**DIRECTIONS**
Give the listing again word for word. Leave every image out.

(PROVIDED INFORMATION begins)

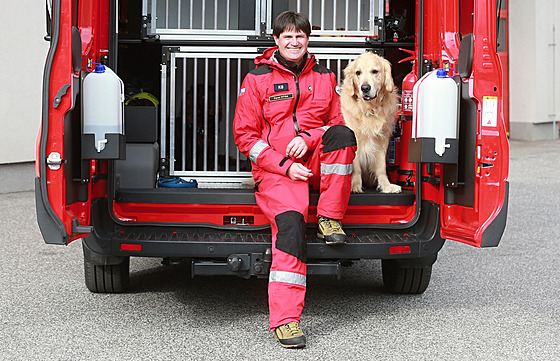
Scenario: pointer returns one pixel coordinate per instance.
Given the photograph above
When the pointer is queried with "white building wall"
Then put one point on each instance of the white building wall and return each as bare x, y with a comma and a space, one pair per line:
534, 70
22, 58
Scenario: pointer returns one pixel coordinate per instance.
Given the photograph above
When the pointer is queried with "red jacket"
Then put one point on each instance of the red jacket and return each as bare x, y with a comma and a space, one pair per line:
275, 105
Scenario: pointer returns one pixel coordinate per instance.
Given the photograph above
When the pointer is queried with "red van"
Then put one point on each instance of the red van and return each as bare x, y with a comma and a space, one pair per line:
162, 176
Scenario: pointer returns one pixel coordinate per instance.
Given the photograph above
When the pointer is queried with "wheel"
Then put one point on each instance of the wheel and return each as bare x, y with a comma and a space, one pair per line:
109, 276
402, 277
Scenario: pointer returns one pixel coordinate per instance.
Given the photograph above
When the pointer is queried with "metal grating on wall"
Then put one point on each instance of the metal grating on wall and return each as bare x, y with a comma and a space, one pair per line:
352, 20
199, 91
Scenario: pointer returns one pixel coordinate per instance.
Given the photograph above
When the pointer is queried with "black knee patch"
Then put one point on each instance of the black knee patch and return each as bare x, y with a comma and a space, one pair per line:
338, 137
291, 234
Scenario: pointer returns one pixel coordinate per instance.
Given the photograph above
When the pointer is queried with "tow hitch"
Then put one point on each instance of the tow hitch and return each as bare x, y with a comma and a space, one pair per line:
255, 264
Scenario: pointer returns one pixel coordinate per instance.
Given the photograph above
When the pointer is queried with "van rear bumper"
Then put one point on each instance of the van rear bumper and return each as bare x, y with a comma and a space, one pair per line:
174, 241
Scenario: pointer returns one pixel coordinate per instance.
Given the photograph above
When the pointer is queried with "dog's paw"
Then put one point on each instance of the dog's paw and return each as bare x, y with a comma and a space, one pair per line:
357, 189
390, 188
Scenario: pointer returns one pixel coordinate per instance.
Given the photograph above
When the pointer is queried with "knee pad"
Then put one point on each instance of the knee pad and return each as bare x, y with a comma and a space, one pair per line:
338, 137
291, 234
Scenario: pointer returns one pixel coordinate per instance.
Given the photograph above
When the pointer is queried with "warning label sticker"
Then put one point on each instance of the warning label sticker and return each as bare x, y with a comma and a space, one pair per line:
490, 112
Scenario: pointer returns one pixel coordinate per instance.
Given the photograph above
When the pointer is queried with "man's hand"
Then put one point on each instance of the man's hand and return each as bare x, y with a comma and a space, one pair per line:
298, 171
296, 148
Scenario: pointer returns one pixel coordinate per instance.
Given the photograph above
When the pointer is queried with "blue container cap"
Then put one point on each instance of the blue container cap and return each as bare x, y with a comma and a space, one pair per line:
441, 73
99, 68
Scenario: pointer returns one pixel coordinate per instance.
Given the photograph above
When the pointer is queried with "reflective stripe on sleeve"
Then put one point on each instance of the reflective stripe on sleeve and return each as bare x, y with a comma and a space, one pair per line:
257, 150
340, 169
287, 277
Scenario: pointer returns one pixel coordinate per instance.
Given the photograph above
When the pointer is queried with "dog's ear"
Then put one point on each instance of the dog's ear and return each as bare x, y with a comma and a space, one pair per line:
389, 85
348, 82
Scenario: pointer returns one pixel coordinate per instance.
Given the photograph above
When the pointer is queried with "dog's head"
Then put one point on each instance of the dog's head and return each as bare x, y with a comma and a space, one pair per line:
368, 76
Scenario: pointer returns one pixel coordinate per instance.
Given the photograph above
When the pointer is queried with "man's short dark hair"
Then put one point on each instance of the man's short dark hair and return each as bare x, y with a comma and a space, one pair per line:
290, 20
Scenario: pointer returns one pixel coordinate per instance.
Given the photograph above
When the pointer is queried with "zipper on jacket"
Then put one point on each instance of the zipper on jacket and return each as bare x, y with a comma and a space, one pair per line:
295, 105
296, 80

(PROVIDED INFORMATION ends)

**ANSWER SECTION**
Scenario: pointer returns one pixel coordinate per instance.
Given the photograph above
When the pointer is queried with "white building wall"
Then put one point on each instance of the white building wall and return each as bare x, y with a comma and a space, one pair per line:
534, 70
22, 58
Scenario: pointer returns one pixel coordinate per instance.
Given the photograph above
When the pointer is queried with "red jacket"
Then put one point on each instance of the red jacket and return each as bare x, y with a comma and a space, one pair per line:
275, 105
Scenario: pointer returns one pixel coordinate per instance.
Given the photograph above
When the pointer is queried with "red van"
Then put one point on each instance of the red van and return each as bare x, y with a comma and a space, one pair per line:
162, 176
Scenario: pointer returns one pixel coordinate per instance.
Given the photograph above
When the pointer is queried with "wheel"
Then put one point on each instance of the wheel and return each as bare x, y with a comma and a space, one pair per line:
109, 276
402, 277
Scenario: pointer returns one pixel coordinate per instance.
Given the photograph above
When the pointer is queried with "metal grating on wall"
Then put one point on each instance of the metal grating on wall and return each as bare x, y with a comma and a space, one pair per line:
352, 20
199, 91
Scenario: pointer returns one pixel coordinate per instance.
Given the photograph above
When the pointer is queried with "black knee patch"
Then put one point on each instance of the black knee patch and return each as bare x, y with a comma and a space, one pair per line:
338, 137
291, 234
Scenario: pointer returns one pixel coordinate per instance.
Given the photograph above
When the pointer is queried with "tow hitch"
Then put one point on each instance of the tow hitch and return each as bare x, y with a comma and a space, one pair per line:
255, 264
Scenario: pointer returns one pixel coordinate per instance.
Given the photograph above
When the pointer is queried with "van rear bumper"
Then put one point on each instance of the van rear bumper and return each as bare x, y with a comma and a space, one pair per line:
174, 241
Scenario: pointer returns one pixel coordinate per instance.
Given the photograph above
When the pointer is queried with "dog's paw"
Then put one point on each instance of the dog's paw and return each as bare x, y with a comma and a space, one pair per line:
357, 189
390, 188
Scenario: pointer returns one pixel coordinate per instance.
Given the photograph above
When the pointer is queried with "knee pad"
Then put one point on each instance of the knee pad and return each as bare x, y with a comma and a space, one pair per line:
338, 137
291, 234
Scenario: pointer returns one pixel coordinate per instance.
Given the photograph above
When the pointer is queried with "warning label sticker"
Then put one point on each instance of the warning label sticker and return each as bare x, y with a comma and a space, one pair per line:
490, 112
Scenario: pointer returns one pixel coordinate per instance.
Given the photograph above
When the pointer is queried with "man's hand"
Then put one point on each instance of the man's hand and return each as bare x, y with a comma and a space, one pair per line:
298, 171
296, 148
Scenario: pointer returns one pixel coordinate per instance.
Given the photograph above
When the pointer is queried with "blue container cap"
Then put one point on each instance of the blue container cap and return each as bare x, y with a comma and a space, one pair per line:
441, 73
99, 68
Scenario: pointer returns one pixel coordinate per instance.
Given the photograph above
When the pointer is queried with "reflective stripe on sleeve"
Then put one point on each instance of the reflective stripe on sleeve and return each as bare x, y with a comma and a space, one pair per line:
257, 150
340, 169
287, 277
Scenario: pointer returns one pixel coordinate per instance.
Given the photograph above
When the pointer is queried with "dog's ear"
Then put one point on each instance of the dog's ear and return each as bare x, y with a comma and a space, one pair per line:
389, 85
348, 82
Scenario: pointer returns one pixel coordinate per instance.
Given the photograph above
When the pointer is queried with "dog's head"
Then put one point on each instance of the dog's head and return each as bare x, y with a comma and a space, one pair per line:
368, 76
Scenario: pointer returns one pixel coordinate per instance.
Given the photograph above
When the pointer is queried with "man's short dark hair"
Then put one point on each instance of the man's short dark hair and return each as bare x, y with a comma and a space, one pair per line:
290, 20
Scenario: pointer returns one pixel coordinate per instance.
Given the photograph above
When the pointer is queried with "zipper on jacket"
Then put one point on each instance of the zipper on jacket and return each as bare x, y with a comma and a space, one pair per line:
295, 105
296, 80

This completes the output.